--- start of Data records ---

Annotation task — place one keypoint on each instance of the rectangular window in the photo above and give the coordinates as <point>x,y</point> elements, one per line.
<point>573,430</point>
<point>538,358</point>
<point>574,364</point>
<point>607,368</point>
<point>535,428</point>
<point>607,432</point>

--- end of Data records ---

## Objective
Please repeat all of the records above verbatim, line for line.

## Task result
Annotation task — place one keypoint on each instance of the rectangular window in the photo above and give the coordinates as <point>x,y</point> elements, one per line.
<point>573,430</point>
<point>538,358</point>
<point>574,364</point>
<point>607,368</point>
<point>535,428</point>
<point>607,432</point>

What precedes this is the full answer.